* Begin PAGE *

After a fantabulous summer for England, they now face a long gap until their next Test in Dubai in January, interspersed with the forthcoming five ODIs in India. With nine of the first XI essentially penned in already, it will be interesting to see any of the youngsters perform on the India tour, or if any of the Lions and performance squad players can manoeuvre their way into the squad. Anyway, with no further ado, these are the 30 players ranked in order of what we vaguely call importance to the selectors.
1. Alastair Cook (unchanged) 12,1,2,5,294, or how to rectify a personally poor series in the space of 773 minutes.
2. Andrew Strauss (unchanged) Another frustrating series with the bat- Strauss never looked woefully out of form, but the one time he did manage to get past 50, he was bowled trying to sweep a spinner. Moreover, in the fourth Test, he got bogged down and played a loose shot to give Sreesanth a wicket. In a winning team, these dismissals aren’t a cause for alarm or concern. But he must be desperate for some more centuries.
3. Graeme Swann (unchanged) The perfect spinner for this bowling unit: Swann offers control and guile (albeit tail enders have shown a tendency to slog him over the boundary) on unfavourable pitches, allied with massive spin, canny flight and unpredictable bounce on those wickets that turn. He is sure to play a huge role in the new year, as well as the forthcoming ODIs.

* End PAGE *

* SET OF TASKS:
- 1) Answer these questions using the cricket rankings.
(a) Where will England play their next Test?
(b) How many ODIs will England play in India?
(c) Which bowler took Strauss's wicket in the fourth Test?
- 2) Write the next part of the cricket rankings, starting after the remarks on Graeme Swann.
The rows after the cricket rankings are separate material with no connection to them.

* Begin RECORD SET *

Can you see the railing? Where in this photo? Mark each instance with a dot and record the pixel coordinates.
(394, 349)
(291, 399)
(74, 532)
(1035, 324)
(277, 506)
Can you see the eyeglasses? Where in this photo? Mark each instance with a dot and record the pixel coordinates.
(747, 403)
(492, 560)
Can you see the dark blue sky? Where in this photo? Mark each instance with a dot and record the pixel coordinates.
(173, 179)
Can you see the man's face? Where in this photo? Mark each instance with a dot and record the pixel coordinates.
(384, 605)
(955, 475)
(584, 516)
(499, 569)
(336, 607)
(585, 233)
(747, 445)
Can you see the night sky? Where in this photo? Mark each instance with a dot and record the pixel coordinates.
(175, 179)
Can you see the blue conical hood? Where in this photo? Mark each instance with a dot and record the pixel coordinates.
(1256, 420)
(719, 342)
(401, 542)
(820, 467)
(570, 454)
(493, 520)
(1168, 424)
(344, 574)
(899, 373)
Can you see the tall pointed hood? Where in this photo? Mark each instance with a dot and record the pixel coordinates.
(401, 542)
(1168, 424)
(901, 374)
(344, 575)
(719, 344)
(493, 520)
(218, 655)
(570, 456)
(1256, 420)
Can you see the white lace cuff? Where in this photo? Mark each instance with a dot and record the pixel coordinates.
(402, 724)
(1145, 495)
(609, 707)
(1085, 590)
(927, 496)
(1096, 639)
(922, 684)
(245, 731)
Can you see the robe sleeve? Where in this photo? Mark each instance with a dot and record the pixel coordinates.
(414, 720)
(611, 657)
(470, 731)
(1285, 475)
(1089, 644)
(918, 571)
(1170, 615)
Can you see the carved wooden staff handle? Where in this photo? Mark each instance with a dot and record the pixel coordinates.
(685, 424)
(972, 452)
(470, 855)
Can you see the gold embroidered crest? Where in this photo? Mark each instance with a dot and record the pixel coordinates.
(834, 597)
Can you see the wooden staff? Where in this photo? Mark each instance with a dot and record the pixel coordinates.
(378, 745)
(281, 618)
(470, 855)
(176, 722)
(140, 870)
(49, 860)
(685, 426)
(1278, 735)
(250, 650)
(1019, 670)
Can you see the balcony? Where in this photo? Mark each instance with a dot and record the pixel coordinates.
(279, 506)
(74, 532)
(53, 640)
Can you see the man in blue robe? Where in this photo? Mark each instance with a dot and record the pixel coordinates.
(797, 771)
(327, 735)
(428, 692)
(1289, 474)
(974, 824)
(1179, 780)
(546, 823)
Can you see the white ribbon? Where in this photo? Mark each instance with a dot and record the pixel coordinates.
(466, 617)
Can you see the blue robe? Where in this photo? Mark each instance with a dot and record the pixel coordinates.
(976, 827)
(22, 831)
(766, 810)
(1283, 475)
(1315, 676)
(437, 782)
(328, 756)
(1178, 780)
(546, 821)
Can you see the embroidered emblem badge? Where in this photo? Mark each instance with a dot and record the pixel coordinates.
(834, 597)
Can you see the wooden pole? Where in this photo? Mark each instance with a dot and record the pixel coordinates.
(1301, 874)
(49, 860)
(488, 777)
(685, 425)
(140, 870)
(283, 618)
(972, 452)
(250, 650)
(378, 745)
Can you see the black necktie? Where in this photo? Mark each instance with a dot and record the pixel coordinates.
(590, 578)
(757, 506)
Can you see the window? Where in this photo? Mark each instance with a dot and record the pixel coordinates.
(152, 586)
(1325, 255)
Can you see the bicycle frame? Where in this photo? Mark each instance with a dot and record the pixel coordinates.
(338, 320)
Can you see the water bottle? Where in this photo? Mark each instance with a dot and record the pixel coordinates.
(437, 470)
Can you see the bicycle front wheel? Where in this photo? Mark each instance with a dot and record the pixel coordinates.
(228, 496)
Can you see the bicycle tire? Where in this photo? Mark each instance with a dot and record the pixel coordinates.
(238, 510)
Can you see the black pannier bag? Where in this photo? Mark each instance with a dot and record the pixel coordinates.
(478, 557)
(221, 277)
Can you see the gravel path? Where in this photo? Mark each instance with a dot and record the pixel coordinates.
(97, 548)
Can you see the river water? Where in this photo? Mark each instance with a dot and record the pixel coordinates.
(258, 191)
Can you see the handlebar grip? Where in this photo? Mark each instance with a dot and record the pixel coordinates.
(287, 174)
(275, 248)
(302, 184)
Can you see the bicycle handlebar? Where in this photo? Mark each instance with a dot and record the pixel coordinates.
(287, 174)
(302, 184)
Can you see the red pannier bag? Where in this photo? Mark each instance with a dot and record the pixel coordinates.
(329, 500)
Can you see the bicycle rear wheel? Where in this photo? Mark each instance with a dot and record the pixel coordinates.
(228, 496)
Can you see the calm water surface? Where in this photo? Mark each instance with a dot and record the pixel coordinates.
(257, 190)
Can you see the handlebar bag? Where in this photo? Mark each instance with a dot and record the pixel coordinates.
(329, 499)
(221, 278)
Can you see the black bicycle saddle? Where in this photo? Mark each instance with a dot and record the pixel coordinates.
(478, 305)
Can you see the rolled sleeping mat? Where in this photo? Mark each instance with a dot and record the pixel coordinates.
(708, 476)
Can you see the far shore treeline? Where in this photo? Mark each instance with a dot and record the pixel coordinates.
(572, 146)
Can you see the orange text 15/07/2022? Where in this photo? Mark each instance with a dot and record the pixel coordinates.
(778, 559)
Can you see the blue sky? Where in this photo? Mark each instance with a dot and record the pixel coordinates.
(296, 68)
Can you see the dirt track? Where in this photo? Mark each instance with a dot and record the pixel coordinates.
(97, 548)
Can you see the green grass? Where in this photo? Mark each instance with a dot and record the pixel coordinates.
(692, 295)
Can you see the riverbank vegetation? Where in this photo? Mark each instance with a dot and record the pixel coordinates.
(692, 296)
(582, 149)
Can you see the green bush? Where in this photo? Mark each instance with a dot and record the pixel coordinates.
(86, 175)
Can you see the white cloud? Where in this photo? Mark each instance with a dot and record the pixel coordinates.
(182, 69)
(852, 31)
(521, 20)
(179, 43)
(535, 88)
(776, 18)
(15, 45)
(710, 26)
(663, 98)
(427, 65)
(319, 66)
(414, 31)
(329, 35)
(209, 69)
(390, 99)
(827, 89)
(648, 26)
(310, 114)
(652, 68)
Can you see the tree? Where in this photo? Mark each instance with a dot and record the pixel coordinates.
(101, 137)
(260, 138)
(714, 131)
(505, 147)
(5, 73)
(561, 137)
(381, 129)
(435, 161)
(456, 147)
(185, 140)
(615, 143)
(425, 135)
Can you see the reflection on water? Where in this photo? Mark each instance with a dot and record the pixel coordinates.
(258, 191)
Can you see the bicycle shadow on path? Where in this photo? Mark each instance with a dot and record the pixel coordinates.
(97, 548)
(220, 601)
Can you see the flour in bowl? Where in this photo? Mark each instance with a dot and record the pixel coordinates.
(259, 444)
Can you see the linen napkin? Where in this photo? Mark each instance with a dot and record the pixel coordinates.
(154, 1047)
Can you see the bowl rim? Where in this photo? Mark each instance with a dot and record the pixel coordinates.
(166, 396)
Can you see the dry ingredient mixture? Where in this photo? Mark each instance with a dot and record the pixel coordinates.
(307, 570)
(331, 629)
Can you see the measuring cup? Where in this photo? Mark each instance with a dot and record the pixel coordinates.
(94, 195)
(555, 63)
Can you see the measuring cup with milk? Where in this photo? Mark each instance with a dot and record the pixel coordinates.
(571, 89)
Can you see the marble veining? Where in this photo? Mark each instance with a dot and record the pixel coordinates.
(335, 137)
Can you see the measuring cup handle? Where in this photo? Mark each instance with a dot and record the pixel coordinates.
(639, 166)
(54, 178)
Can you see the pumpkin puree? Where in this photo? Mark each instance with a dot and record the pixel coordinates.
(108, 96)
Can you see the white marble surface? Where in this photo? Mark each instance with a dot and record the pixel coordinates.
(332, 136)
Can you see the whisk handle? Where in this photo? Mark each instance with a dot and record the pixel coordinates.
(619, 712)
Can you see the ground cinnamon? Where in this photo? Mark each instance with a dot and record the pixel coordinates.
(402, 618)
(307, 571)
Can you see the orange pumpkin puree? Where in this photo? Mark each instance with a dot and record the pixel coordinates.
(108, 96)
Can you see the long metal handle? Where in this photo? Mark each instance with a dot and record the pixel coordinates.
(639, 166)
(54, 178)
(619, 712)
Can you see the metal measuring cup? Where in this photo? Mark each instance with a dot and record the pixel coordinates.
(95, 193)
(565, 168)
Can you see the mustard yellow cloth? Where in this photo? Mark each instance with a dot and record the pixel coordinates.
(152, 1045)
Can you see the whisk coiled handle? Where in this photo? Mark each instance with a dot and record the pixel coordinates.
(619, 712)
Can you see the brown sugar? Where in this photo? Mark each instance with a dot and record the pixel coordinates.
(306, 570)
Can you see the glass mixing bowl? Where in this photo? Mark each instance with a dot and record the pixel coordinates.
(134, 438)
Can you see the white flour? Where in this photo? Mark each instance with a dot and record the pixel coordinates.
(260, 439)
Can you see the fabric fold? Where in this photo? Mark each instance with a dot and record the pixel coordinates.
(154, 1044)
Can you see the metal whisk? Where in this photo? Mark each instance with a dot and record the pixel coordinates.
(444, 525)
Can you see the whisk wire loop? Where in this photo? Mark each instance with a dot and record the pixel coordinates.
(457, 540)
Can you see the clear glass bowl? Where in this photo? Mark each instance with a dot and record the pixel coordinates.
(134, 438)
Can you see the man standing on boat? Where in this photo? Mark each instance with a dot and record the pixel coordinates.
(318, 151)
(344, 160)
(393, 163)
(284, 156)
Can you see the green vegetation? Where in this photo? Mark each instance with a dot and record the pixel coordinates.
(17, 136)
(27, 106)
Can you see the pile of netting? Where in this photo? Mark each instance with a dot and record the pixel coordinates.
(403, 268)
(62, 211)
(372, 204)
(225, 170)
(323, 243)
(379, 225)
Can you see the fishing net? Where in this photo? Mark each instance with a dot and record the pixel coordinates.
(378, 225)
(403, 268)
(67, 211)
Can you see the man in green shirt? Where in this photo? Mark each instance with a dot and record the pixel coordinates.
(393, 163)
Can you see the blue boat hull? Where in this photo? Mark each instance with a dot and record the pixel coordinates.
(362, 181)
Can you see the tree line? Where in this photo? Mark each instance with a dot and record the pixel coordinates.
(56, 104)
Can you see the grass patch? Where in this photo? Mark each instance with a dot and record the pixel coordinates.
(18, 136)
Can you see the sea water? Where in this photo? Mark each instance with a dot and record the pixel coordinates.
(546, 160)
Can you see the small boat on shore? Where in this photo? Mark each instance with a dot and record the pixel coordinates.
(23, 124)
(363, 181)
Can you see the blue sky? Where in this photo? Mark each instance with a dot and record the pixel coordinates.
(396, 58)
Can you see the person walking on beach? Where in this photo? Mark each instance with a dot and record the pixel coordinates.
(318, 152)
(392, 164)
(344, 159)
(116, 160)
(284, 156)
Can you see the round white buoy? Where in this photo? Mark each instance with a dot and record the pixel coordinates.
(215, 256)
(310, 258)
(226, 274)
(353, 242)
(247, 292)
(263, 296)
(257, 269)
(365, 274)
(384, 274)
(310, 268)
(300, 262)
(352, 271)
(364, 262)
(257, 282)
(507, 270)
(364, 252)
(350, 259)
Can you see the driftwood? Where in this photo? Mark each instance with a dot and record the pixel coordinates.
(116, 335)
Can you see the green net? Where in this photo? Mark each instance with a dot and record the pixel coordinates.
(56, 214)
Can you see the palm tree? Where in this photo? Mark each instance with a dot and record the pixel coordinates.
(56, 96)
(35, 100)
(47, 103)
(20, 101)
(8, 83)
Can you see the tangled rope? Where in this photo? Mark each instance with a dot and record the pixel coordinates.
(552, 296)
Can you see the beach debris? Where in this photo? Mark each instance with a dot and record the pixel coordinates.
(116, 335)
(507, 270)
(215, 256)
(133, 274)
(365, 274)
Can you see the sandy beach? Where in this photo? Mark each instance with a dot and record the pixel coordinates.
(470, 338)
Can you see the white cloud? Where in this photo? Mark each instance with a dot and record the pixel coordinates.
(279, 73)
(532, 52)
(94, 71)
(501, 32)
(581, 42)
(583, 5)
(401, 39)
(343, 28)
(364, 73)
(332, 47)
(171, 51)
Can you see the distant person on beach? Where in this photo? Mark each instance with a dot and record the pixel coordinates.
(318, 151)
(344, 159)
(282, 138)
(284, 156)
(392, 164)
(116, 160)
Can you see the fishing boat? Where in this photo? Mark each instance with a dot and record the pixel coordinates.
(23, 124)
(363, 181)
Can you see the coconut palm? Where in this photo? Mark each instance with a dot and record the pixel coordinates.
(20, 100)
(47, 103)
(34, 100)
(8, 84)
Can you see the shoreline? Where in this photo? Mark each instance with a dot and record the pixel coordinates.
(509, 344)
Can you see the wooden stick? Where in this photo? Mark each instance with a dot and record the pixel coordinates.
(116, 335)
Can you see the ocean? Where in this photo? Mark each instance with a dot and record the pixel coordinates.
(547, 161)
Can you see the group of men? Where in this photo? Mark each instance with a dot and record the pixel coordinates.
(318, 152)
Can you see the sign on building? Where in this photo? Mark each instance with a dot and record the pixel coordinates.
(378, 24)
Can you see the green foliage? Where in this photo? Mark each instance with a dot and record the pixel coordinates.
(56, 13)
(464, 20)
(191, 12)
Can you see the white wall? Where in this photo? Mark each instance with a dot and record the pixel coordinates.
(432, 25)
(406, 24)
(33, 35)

* End RECORD SET *

* ANSWERS PER TASK:
- 1)
(a) Dubai
(b) Five
(c) Sreesanth

- 2)
4. Jimmy Anderson (unchanged) Turning to our July ladder:
“Speaking of great contests, Anderson’s role with the new ball against India will be vital, particularly if and when Virender Sehwag appears. With no disrespect to Pakistan or Bangladesh and lots of disrespect to Australia, his magnificent run of form has not been against the most competitive or stable of batting line-ups. If he can perform along similar lines to his average since January 2010 of 23.08 (especially if it brings a series victory) then it might be time to start placing Anderson on a list of the all-time best England quicks.”
Okay, Sehwag appeared and disappeared as quickly as a vanilla slice on Samit Patel’s plate, but Anderson’s 21 wickets at 25.71, including many important players at key moments, were conclusive.
5. Matt Prior (+1) When was the last time that an English Test wicket-keeper has been so far ahead of his rival glovemen that his position is 100% secure? Quite feasibly the best in the world right now.
6. Ian Bell (+1) The batsman of the summer; by scoring 159, 34 and 235 from his previous problem position of no.3, Bell showed that he’s right up there with the world’s best at present. And we predict his stock will only rise for the next few years. Sheer class.
7. Jonathan Trott (-2) Unfortunately, Trott only played a small part in the India series, but is now fit again and has been voted the international cricketer of the year. Sadly his paltry 98 runs saw his average drop below 60.00. When we wrote in July, “Admittedly Zaheer Khan, Harbhajan Singh and a rejuvenated Ishant Sharma are a more formidable attack than Suranga Lakmal and Rangana Herath, but we’re expecting the average to stay the Bradman-side of 60.00” we were clearly speaking crap – about the quality of the bowlers as well as the average. He drops two places because of the importance of Prior and because Bell has shown his colours at no.3.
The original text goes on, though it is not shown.